### Text excerpt
* * *
Then the steps is basically replacing $p_{k+1}$ with $p_{k+1} + p_{k}$

This looks ripe for matrices, the steps are basically a linear transformation, but the matrix is large, of size $4n-1$ or so.

There is another way to look at this: polynomials!

Let $$f(z) = \sum_{n=1}^{\infty} p_n z^n$$

(Even though there is infinity, it is still a finite polynomial as all $p_i = 0$ after a certain point)

Then the steps are basically replacing $f(z)$ by $f(z) (z+1)$

Initially $$f(z) = z + z^2 + \dots + z^{2n}$$

After $2n-1$ steps we get

$$(z+z^2 +\dots +z^{2n})(1+z)^{2n-1} =$$

$$(z + z^2 + \dots + z^{2n}) (\sum_{r=0}^{2n-1} \binom{2n-1}{r} z^r)$$

(using binomial theorem on $(1+z)^{2n-1}$)
* * *
### Material provided
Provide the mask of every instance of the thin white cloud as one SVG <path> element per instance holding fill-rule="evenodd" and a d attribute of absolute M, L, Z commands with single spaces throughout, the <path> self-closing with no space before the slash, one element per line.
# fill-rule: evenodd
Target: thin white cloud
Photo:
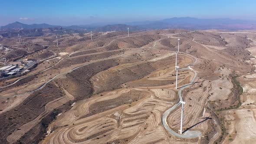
* * *
### Exercise tasks
- 1) In the polynomial argument, what is each step said to replace $f(z)$ with?
- 2) Pick up the polynomial argument after its final line and keep it going.

### Results of the exercise
- 1) $f(z)(z+1)$

- 2)
The number of people in row $n$ is coefficient of $z^n$ and that comes out to be

$$\sum_{r=0}^{n} \binom{2n-1}{r} = \frac{2^{2n-1}}{2} = 2^{2n-2}$$

(using $\binom{2n-1}{r} = \binom{2n-1}{2n-1-r}$ and adding them up to get $2^{2n-1}$)